======== Tekstfragment

Dat er na jarenlange bezuinigingen op Defensie deze week bij de afronding van begrotingsonderhandelingen tussen kabinet, regeringspartijen VVD en PvdA en de drie ‘vaste’ gesprekspartners uit de oppositie, D66, ChristenUnie en SGP, voor het eerst voor dit departement weer wat extra geld wordt vrijgemaakt is daardoor niet vreemd. Maar wrang is het wel, want het is uit bittere noodzaak. De idee dat na de Koude Oorlog de wereld als gevolg van ontwikkeling en handel vrediger en veiliger zou worden blijkt wensdenken geweest.
Tekenend voor de afgelopen decennia is dat veel mensen precies wisten dat er internationale afspraken bestaan over welk deel van het bruto binnenlands product (bbp) in westerse landen moet worden uitgetrokken voor ontwikkelingssamenwerking – 0,7 procent – maar dat weinigen wisten van een Navo-afspraak van twee procent voor Defensie. Laat staan dat ze ervoor in de bres sprongen.

================
======== Datasetfragmenten

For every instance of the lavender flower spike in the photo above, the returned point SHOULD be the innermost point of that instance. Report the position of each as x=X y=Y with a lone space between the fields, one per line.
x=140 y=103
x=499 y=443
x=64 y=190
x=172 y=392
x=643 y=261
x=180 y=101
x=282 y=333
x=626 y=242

================
======== Datasetfragmenten

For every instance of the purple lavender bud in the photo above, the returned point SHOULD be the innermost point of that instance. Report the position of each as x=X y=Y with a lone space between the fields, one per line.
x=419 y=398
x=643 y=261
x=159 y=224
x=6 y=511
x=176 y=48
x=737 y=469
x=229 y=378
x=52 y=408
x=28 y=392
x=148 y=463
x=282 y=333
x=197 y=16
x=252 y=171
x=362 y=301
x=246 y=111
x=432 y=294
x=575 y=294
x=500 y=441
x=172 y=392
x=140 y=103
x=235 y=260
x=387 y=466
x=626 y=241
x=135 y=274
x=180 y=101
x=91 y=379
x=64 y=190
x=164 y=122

================
======== Datasetfragmenten

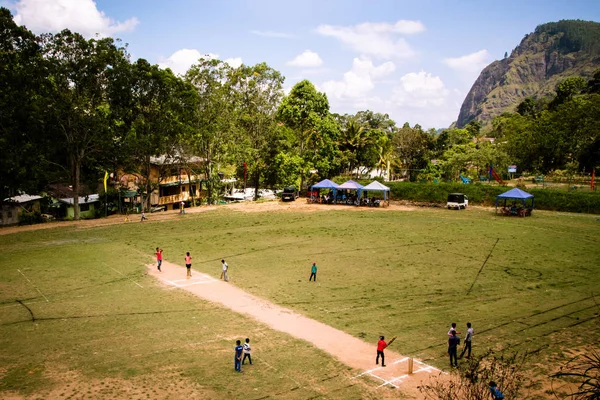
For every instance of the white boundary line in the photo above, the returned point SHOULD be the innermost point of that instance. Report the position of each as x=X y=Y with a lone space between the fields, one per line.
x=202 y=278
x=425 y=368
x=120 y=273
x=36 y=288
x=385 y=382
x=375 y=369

================

§ Opdrachten:
#1 Vertaal de volgende zin uit het tekstfragment over Defensie in het Engels: "Maar wrang is het wel, want het is uit bittere noodzaak."
#2 Neem uit het tekstfragment over Defensie letterlijk het gedeelte over dat begint met "Dat er na jarenlange" en doorloopt tot en met "blijkt wensdenken geweest.".
De rijen vormen afzonderlijk materiaal en staan los van het tekstfragment.

§ Antwoorden per opdracht:
#1 But it is certainly galling, for it comes out of bitter necessity.

#2
Dat er na jarenlange bezuinigingen op Defensie deze week bij de afronding van begrotingsonderhandelingen tussen kabinet, regeringspartijen VVD en PvdA en de drie ‘vaste’ gesprekspartners uit de oppositie, D66, ChristenUnie en SGP, voor het eerst voor dit departement weer wat extra geld wordt vrijgemaakt is daardoor niet vreemd. Maar wrang is het wel, want het is uit bittere noodzaak. De idee dat na de Koude Oorlog de wereld als gevolg van ontwikkeling en handel vrediger en veiliger zou worden blijkt wensdenken geweest.